[À réaliser]: Présentez sous forme de liste numérotée, sans les lignes vides, les lignes du listing ci-dessous, en commençant par celle qui contient « of the dark » et en terminant par celle qui contient « pixel 769 543 », bornes incluses.
****
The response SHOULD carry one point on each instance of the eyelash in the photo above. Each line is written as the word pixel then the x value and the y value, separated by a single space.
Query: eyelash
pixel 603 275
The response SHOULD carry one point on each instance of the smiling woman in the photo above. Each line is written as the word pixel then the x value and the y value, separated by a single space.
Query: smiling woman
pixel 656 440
****
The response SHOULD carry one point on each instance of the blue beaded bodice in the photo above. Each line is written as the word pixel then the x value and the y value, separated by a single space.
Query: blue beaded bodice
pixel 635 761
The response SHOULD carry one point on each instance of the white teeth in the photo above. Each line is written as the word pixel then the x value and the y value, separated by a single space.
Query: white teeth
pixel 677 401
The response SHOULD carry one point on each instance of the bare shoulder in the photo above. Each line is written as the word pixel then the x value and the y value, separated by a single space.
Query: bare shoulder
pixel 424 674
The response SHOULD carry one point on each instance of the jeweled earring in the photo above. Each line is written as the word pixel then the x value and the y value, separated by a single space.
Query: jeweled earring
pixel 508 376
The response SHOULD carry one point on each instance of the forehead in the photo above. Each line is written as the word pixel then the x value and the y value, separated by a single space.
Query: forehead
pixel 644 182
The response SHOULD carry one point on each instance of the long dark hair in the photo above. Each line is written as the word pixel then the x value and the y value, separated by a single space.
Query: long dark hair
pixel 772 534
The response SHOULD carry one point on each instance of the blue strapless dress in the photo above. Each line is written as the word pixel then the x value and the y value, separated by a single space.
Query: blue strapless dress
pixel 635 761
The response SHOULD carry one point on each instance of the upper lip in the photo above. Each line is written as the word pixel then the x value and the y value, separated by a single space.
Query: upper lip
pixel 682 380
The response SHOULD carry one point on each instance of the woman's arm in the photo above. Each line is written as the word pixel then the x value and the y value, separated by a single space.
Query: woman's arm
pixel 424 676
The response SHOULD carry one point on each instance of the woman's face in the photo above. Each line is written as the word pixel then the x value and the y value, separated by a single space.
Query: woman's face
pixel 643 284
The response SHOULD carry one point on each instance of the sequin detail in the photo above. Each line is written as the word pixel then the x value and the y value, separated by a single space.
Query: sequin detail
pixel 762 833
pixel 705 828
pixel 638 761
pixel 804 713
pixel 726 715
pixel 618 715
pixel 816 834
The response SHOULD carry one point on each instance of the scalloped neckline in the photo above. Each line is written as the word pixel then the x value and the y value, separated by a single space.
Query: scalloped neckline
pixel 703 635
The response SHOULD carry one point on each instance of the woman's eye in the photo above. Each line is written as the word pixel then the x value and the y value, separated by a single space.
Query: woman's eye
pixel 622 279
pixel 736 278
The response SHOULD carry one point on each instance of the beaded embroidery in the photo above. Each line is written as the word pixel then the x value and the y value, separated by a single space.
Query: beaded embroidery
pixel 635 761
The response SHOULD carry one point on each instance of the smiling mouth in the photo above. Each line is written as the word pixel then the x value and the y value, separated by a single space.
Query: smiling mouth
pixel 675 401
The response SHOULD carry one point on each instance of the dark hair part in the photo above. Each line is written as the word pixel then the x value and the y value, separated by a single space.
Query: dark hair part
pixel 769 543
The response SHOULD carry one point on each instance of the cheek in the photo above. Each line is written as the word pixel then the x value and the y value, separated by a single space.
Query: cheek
****
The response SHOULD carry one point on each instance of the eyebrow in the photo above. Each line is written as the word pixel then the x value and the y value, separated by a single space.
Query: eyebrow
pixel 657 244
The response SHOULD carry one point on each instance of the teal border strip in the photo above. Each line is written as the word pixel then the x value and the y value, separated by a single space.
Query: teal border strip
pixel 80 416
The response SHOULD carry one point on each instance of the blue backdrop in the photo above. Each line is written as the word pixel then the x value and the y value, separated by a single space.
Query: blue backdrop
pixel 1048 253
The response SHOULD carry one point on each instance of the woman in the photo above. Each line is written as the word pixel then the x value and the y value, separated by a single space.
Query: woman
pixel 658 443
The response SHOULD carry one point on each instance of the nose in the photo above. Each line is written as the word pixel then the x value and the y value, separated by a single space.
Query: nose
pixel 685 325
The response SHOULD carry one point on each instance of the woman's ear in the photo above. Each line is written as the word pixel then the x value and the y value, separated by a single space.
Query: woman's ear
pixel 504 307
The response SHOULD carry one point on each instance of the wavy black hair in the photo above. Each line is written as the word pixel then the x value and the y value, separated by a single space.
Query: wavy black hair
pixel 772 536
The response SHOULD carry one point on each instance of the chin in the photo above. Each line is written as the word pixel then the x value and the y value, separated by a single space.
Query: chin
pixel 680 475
****
[Réponse]:
1. The response SHOULD carry one point on each instance of the dark hair part in the photo above. Each line is written as the word pixel then the x value and the y value, separated by a single space.
2. Query: dark hair part
3. pixel 769 543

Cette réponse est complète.